Exercises to complete:
1. Summarize the research overview in two sentences.
2. Answer these questions from the research overview:
(a) Which techniques does the lab use to study the trehalose biosynthesis pathway?
(b) What does trehalose-6-phosphate phosphatase (Tps2) convert T6P to?
(c) In which group of organisms is the trehalose biosynthesis pathway absent?
3. Transcribe the part of the research overview that opens with the words containing "How can the" and closes with "to acquire thermotolerance?".

Document segment:
Research

Of the many fungal species that exist in the environment, only a select few cause disease in humans. Yet, the fungi that are pathogens of humans result in a significant number of deaths worldwide each year. Despite the importance of developing novel strategies and therapeutics for the control of fungal pathogens, the details of many molecular mechanisms that allow fungi to cause disease remain elusive.

How can the many saprophytic fungi survive host environments using mechanisms of thermotolerance, adaptation to different nutrient availability and fluctuations in pH and oxygens levels to become pathogens? How do these unique pathways intersect with other cellular processes in various pathogenic fungi? How do evolutionary forces that occur in temperate climates enable saprophytic fungi to acquire thermotolerance?

Our lab studies the molecular mechanisms of fungal pathogenesis, seeking to understand how fungal pathogens survive and proliferate in the presence of multiple stressors in the host environment. In particular, our lab aims to achieve a comprehensive understanding of the trehalose biosynthesis pathway in fungal pathogens and its role in thermotolerance and virulence. For this, we use techniques in structural biology, biochemistry and fungal genetics.

We combine structural, functional and pharmacological studies of fungal pathways involved in stress tolerance in hosts to (1) identify the fungal pathways/macromolecular machines involved in host survival, (2) understand the structural and functional determinants of fungal survival in the host and (3) develop new drugs to prevent proliferation of pathogenic fungi in hosts in vivo.

Trehalose Biosynthesis.

One of the current goals of the Washington laboratory is to determine the structure and function of proteins involved in trehalose biosynthesis. We are particularly interested in how this pathway contributes to fungal pathogenesis and how we can exploit it as an antifungal drug target. 

Trehalose is a disaccharide composed of two molecules of glucose that is required for pathogenic fungi to survive in their human hosts. Trehalose biosynthesis is a two-step process. Trehalose-6-phosphate synthase (Tps1) converts UDP-glucose (UDP-Glc) and glucose-6-phosphate (G6P) to trehalose-6-phosphate (T6P). Subsequently, trehalose-6-phosphate phosphatase (Tps2) converts T6P to trehalose. Additionally, C. albicans and A. fumigatus express Tps3, a protein predicted to lack catalytic activity and mediate protein-protein interactions. The trehalose biosynthesis pathway is conserved among all major fungal pathogens and yet is absent in mammals.

Data excerpt:
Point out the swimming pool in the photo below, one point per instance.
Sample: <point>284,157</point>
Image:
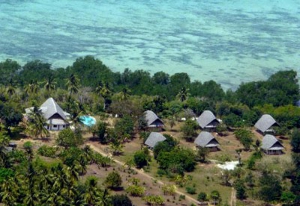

Solutions per task:
1. The lab studies how fungal pathogens survive and multiply under the stresses of the host environment, focusing on the trehalose biosynthesis pathway and its role in thermotolerance and virulence, using structural biology, biochemistry and fungal genetics. Trehalose, a two-glucose sugar that pathogenic fungi need to survive in human hosts, is made in two steps by Tps1 and Tps2, and the pathway is conserved among major fungal pathogens but absent in mammals, making it a possible antifungal drug target.

2.
(a) Structural biology, biochemistry and fungal genetics.
(b) Trehalose.
(c) Mammals.

3.
How can the many saprophytic fungi survive host environments using mechanisms of thermotolerance, adaptation to different nutrient availability and fluctuations in pH and oxygens levels to become pathogens? How do these unique pathways intersect with other cellular processes in various pathogenic fungi? How do evolutionary forces that occur in temperate climates enable saprophytic fungi to acquire thermotolerance?